Selected extract =>
----

Van Slykev.California Physicians' Serv.

B234708 (Cal. Ct. App. Aug. 15, 2012)



AL VAN SLYKE, Plaintiff and Appellant, v. CALIFORNIA PHYSICIANS' SERVICE, Defendant and Respondent.

Kabateck Brown Kellner, Richard L. Kellner, Karen Liao; McKennon Law Group, Robert J. McKennon and Scott Calvert for Plaintiff and Appellant. Manatt, Phelps & Phillips, Gregory N. Pimstone, Brad W. Seiling, Joanna S. McCallum and Tara Church for Defendant and Respondent.


California Rules of Court, rule 8.1115(a), prohibits courts and parties from citing or relying on opinions not certified for publication or ordered published, except as specified by rule 8.1115(b). This opinion has not been certified for publication or ordered published for purposes of rule 8.1115.

(Los Angeles County Super. Ct. No. BC443344)

APPEAL from a judgment of the Superior Court of Los Angeles County, Rex Heeseman, Judge. Affirmed.

Kabateck Brown Kellner, Richard L. Kellner, Karen Liao; McKennon Law Group, Robert J. McKennon and Scott Calvert for Plaintiff and Appellant.

Manatt, Phelps & Phillips, Gregory N. Pimstone, Brad W. Seiling, Joanna S. McCallum and Tara Church for Defendant and Respondent.

Al Van Slyke filed a lawsuit on behalf of himself and all others similarly situated against California Physicians' Service doing business as Blue Shield of California (Blue Shield of California) and Blue Shield of California Life and Health Insurance Company (Blue Shield Life) (collectively Blue Shield) alleging the companies improperly sold health care coverage without informing him and other members of his putative class that maternity benefits were included and that health coverage without those benefits, and thus for less cost, was available from other carriers. The trial court sustained Blue Shield's demurrer to the operative second amended complaint without leave to amend and dismissed the action. We affirm.


1. The Complaint

Van Slyke initially filed this lawsuit in August 2010 against Blue Shield of California alleging causes of action for negligence and violation of California's unfair competition law (UCL) (Bus. & Prof. Code, § 17200 et seq.). After filing a first amended complaint, which added Blue Shield Life as a defendant, on April 7, 2011, Van Slyke filed the operative second amended complaint against both Blue Shield of California and Blue Shield Life on behalf of himself and a class defined as "[a]ll male residents of California who purchased individual health insurance policies from Blue Shield of California and/or Blue Shield of California Life and Health Insurance Company that included coverage for maternity care." The pleading alleged from 1999 through 2007 Blue Shield charged certain subscribers to its health insurance policies, specifically single adult males including Van Slyke himself, premiums for unnecessary maternity coverage without proper disclosures.

----

Data extract =>
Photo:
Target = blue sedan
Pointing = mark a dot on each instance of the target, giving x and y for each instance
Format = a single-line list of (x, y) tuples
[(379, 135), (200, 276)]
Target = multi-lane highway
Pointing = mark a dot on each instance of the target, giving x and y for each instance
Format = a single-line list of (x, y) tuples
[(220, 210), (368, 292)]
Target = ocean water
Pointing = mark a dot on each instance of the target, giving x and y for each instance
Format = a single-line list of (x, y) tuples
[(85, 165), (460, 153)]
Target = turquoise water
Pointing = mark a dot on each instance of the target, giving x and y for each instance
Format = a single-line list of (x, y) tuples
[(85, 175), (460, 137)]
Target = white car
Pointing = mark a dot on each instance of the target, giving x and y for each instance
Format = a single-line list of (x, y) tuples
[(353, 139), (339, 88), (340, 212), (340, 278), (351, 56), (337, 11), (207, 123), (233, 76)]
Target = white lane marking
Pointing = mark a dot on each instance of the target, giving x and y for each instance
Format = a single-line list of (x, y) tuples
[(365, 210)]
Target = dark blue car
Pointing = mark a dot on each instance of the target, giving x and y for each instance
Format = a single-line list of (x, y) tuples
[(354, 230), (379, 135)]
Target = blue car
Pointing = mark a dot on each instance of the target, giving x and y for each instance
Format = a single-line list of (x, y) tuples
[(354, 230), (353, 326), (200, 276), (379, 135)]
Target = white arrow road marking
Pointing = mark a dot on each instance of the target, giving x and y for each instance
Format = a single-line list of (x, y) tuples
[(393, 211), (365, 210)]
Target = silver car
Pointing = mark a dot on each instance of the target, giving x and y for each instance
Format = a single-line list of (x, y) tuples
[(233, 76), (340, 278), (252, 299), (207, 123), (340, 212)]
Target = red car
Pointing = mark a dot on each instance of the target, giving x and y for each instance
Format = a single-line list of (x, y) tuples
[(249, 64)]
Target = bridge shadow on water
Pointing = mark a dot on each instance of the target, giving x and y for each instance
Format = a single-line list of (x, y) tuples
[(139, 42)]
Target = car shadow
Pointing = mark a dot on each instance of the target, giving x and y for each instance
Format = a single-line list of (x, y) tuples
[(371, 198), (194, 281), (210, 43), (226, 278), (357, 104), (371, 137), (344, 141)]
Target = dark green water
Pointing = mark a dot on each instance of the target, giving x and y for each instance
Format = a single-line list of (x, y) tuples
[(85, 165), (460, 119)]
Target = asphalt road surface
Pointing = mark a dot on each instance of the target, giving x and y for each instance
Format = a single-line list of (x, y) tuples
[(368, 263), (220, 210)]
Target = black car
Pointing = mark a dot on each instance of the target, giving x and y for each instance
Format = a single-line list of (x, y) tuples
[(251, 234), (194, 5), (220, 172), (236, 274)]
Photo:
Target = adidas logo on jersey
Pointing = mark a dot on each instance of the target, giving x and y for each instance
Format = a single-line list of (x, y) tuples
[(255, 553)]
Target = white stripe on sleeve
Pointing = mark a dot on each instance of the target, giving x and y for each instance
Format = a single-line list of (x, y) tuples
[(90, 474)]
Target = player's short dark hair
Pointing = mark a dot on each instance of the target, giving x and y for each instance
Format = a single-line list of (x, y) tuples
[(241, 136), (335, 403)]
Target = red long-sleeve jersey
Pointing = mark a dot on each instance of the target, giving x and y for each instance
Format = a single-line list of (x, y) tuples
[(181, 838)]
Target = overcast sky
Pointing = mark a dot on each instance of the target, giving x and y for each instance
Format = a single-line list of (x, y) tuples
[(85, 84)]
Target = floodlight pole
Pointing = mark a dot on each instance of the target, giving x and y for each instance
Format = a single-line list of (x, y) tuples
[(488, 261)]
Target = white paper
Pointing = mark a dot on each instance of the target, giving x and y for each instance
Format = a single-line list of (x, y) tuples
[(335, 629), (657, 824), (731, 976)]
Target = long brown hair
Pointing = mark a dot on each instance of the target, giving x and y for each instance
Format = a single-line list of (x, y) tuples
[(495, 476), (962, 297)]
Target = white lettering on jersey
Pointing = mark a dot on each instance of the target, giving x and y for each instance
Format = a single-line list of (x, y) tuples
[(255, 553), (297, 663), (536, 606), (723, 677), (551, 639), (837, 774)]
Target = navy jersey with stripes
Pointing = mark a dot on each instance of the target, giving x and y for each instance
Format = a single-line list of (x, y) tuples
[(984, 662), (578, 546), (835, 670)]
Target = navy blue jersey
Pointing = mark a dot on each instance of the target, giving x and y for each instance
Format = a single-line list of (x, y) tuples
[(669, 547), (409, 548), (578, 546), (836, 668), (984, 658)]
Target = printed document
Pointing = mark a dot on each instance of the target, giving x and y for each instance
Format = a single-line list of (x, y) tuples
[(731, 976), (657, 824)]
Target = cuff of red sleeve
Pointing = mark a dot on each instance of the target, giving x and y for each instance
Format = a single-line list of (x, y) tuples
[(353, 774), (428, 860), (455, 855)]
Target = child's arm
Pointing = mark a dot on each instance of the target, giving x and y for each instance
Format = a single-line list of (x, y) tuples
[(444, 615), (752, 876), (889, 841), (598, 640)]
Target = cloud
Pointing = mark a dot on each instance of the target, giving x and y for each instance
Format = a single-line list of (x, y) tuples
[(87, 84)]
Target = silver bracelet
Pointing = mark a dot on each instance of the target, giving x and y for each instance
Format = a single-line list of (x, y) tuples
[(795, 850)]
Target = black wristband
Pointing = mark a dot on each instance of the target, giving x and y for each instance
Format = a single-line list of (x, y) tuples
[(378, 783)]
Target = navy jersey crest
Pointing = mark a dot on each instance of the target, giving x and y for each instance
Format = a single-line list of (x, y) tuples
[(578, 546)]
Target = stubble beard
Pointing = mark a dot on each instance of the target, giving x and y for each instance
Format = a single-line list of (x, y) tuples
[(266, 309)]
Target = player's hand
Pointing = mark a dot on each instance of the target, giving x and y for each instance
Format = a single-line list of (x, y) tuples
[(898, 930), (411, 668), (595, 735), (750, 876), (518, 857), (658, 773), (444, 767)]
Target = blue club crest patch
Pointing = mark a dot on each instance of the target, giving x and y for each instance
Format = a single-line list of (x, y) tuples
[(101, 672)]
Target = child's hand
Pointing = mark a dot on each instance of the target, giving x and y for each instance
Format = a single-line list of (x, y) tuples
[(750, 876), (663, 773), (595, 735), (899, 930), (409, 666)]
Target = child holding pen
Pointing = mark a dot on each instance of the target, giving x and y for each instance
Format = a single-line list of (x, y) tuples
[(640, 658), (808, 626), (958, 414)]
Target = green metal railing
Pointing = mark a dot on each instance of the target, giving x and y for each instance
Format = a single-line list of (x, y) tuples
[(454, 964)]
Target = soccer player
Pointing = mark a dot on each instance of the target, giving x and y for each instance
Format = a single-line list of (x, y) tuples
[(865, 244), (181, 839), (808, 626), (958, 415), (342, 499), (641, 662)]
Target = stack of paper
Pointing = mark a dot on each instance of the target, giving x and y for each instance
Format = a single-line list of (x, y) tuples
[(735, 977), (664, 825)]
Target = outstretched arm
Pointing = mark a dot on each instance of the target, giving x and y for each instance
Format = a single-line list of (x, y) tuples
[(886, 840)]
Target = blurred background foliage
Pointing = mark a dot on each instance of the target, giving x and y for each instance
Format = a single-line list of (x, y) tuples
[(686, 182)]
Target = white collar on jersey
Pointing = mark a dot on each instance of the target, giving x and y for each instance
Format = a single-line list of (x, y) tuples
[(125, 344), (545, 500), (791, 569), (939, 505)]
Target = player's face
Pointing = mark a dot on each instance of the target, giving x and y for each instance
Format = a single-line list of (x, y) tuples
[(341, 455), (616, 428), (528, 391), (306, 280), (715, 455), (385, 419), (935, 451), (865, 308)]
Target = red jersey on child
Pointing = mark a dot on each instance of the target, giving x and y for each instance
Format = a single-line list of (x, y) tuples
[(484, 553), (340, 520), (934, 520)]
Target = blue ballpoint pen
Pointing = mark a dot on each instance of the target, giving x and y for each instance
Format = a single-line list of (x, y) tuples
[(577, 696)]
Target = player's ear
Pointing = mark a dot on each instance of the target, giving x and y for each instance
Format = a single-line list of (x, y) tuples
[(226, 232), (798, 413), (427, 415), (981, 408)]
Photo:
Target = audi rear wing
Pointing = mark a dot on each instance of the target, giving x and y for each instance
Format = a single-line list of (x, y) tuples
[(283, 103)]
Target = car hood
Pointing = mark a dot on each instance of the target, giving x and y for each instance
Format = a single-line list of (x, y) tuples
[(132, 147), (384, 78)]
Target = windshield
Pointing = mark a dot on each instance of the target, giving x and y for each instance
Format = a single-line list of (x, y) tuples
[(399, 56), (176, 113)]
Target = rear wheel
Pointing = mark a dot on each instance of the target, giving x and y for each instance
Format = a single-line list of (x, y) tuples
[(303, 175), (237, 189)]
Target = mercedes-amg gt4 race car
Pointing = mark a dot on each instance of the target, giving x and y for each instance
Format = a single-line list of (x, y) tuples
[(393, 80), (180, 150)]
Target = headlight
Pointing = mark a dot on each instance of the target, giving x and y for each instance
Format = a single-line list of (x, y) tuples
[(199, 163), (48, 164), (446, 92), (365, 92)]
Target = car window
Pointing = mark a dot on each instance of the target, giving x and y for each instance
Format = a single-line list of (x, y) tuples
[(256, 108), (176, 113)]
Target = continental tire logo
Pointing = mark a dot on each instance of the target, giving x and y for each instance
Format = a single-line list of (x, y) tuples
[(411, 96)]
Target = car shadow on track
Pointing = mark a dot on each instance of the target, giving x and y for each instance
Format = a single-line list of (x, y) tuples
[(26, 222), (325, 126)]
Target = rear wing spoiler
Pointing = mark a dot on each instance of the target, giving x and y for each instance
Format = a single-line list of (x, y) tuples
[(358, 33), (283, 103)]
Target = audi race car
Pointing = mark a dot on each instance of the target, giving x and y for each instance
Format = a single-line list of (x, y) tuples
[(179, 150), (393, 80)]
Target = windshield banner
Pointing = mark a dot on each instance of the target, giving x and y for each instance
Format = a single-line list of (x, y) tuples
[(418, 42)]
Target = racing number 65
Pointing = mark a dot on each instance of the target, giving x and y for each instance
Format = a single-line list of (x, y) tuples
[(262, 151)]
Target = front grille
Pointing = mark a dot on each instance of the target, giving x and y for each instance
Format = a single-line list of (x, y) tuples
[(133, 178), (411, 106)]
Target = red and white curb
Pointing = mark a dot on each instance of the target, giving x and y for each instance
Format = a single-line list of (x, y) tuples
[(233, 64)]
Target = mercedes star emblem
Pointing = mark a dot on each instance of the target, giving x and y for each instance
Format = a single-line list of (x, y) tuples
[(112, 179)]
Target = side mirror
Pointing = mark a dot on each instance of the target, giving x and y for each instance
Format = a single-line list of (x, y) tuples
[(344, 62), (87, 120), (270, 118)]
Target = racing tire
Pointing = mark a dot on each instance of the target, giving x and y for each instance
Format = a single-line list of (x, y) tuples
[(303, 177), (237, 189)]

----

What to work on =>
**A.** List every individual attorney named in the court opinion as counsel for Plaintiff and Appellant.
**B.** Duplicate, without any changes, the section of the rows that begins with the line containing "Target = cloud" and ends with the line containing "[(735, 977), (664, 825)]". Include both of those lines.

Solutions by task =>
**A.** Richard L. Kellner, Karen Liao, Robert J. McKennon, Scott Calvert

**B.**
Target = cloud
Pointing = mark a dot on each instance of the target, giving x and y for each instance
Format = a single-line list of (x, y) tuples
[(87, 84)]
Target = silver bracelet
Pointing = mark a dot on each instance of the target, giving x and y for each instance
Format = a single-line list of (x, y) tuples
[(795, 850)]
Target = black wristband
Pointing = mark a dot on each instance of the target, giving x and y for each instance
Format = a single-line list of (x, y) tuples
[(378, 783)]
Target = navy jersey crest
Pointing = mark a dot on each instance of the target, giving x and y for each instance
Format = a single-line list of (x, y) tuples
[(578, 546)]
Target = stubble beard
Pointing = mark a dot on each instance of the target, giving x and y for each instance
Format = a single-line list of (x, y) tuples
[(266, 309)]
Target = player's hand
Pointing = mark a dot on each instance of the target, giving x and y for each instance
Format = a single-line list of (x, y) tuples
[(898, 930), (411, 668), (595, 735), (750, 876), (518, 857), (658, 773), (444, 767)]
Target = blue club crest patch
Pointing = mark a dot on each instance of the target, giving x and y for each instance
Format = a single-line list of (x, y) tuples
[(101, 672)]
Target = child's hand
Pointing = mark a dot on each instance of the target, giving x and y for each instance
Format = a single-line list of (x, y) tuples
[(750, 876), (663, 773), (595, 735), (899, 930), (409, 666)]
Target = child holding pen
Pointing = mark a dot on each instance of the target, giving x and y for each instance
Format = a single-line list of (x, y) tuples
[(640, 658), (808, 626), (958, 414)]
Target = green metal railing
Pointing = mark a dot on each instance of the target, giving x and y for each instance
Format = a single-line list of (x, y) tuples
[(454, 964)]
Target = soccer player
Pointing = mark a dot on each instance of the target, giving x and y for each instance
Format = a single-line list of (x, y) tuples
[(865, 244), (181, 839), (808, 626), (958, 415), (342, 499), (641, 662)]
Target = stack of paper
Pointing = mark a dot on each instance of the target, giving x and y for each instance
Format = a single-line list of (x, y) tuples
[(735, 977), (664, 825)]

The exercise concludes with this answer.